▸ REQUIREMENTS
Please put every line of the listing below into a numbered list, leaving out any blank lines.

+++ RECORDED DATA +++

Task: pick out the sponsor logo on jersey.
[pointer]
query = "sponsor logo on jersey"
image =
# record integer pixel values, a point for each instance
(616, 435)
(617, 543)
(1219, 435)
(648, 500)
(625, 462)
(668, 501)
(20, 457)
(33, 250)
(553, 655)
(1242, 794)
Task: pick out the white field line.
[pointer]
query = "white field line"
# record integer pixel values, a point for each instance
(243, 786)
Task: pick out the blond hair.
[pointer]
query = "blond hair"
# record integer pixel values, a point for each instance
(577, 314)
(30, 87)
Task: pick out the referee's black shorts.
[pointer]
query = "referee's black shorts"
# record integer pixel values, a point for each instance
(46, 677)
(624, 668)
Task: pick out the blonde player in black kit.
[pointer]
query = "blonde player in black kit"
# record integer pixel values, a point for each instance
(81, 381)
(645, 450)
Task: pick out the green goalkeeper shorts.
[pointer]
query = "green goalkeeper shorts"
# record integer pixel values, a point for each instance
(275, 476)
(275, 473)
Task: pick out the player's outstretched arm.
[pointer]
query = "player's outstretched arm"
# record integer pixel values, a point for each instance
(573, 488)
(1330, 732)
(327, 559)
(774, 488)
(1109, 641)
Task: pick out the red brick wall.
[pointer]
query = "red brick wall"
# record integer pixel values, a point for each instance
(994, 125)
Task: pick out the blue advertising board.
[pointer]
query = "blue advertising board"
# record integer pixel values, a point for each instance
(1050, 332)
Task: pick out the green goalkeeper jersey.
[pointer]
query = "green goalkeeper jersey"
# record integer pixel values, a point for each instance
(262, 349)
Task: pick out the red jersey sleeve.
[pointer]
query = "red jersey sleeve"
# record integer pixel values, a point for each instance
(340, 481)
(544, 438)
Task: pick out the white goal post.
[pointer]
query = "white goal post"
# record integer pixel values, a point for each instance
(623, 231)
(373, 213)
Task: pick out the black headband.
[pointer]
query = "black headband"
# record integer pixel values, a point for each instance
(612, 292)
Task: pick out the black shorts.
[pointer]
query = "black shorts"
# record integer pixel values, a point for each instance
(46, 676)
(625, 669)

+++

▸ OUTPUT BELOW
1. Task: pick out the sponsor logo on jersey.
2. [pointer]
3. query = "sponsor logo on jersey"
4. image =
5. # record integer pixel values, a point for each instance
6. (616, 435)
7. (617, 543)
8. (1219, 435)
9. (648, 500)
10. (625, 462)
11. (668, 501)
12. (20, 457)
13. (33, 250)
14. (553, 655)
15. (1242, 794)
16. Task: pick out the white field line.
17. [pointer]
18. query = "white field line"
19. # record integer pixel values, a point for each instance
20. (243, 786)
21. Task: pick out the blond hair.
22. [pointer]
23. query = "blond hair"
24. # record integer pixel values, a point for each instance
25. (577, 314)
26. (30, 87)
27. Task: pick out the referee's black shorts.
28. [pointer]
29. query = "referee's black shorts"
30. # record integer pixel values, a point for each instance
31. (46, 677)
32. (624, 668)
33. Task: pick out the blonde player in black kit.
34. [pointer]
35. query = "blonde player in black kit"
36. # record integer pixel values, a point for each instance
37. (81, 381)
38. (645, 450)
39. Task: pick out the green goalkeeper shorts.
40. [pointer]
41. query = "green goalkeeper shorts"
42. # record integer pixel values, a point for each instance
43. (275, 476)
44. (275, 473)
45. Task: pick out the player's outstretched arm.
46. [pointer]
47. query = "player's outstretched arm"
48. # record integer pixel values, a point for each instance
49. (573, 488)
50. (1330, 732)
51. (327, 559)
52. (774, 488)
53. (1109, 641)
54. Task: pick out the red brick wall.
55. [pointer]
56. query = "red brick wall"
57. # record integer pixel values, a point for each instance
58. (994, 125)
59. Task: pick out the blue advertising board.
60. [pointer]
61. query = "blue advertising board"
62. # record integer pixel values, a point for each instance
63. (1050, 332)
64. Task: pick out the green goalkeeper jersey.
65. [pointer]
66. query = "green goalkeeper jersey"
67. # record integer pixel values, a point for each instance
68. (262, 349)
69. Task: pick out the red jersey sleeve.
70. [pointer]
71. query = "red jersey sleeve"
72. # record integer pixel values, a point for each instance
73. (340, 481)
74. (544, 438)
75. Task: pick out the white goal post.
76. [pointer]
77. query = "white goal post"
78. # record integer pixel values, a point for each instance
79. (623, 231)
80. (373, 213)
81. Task: pick out the black headband.
82. [pointer]
83. query = "black headband"
84. # record integer pixel values, a point for each instance
85. (612, 292)
86. Task: pick out the black shorts.
87. [pointer]
88. query = "black shorts"
89. # record integer pixel values, a point for each instance
90. (46, 676)
91. (625, 669)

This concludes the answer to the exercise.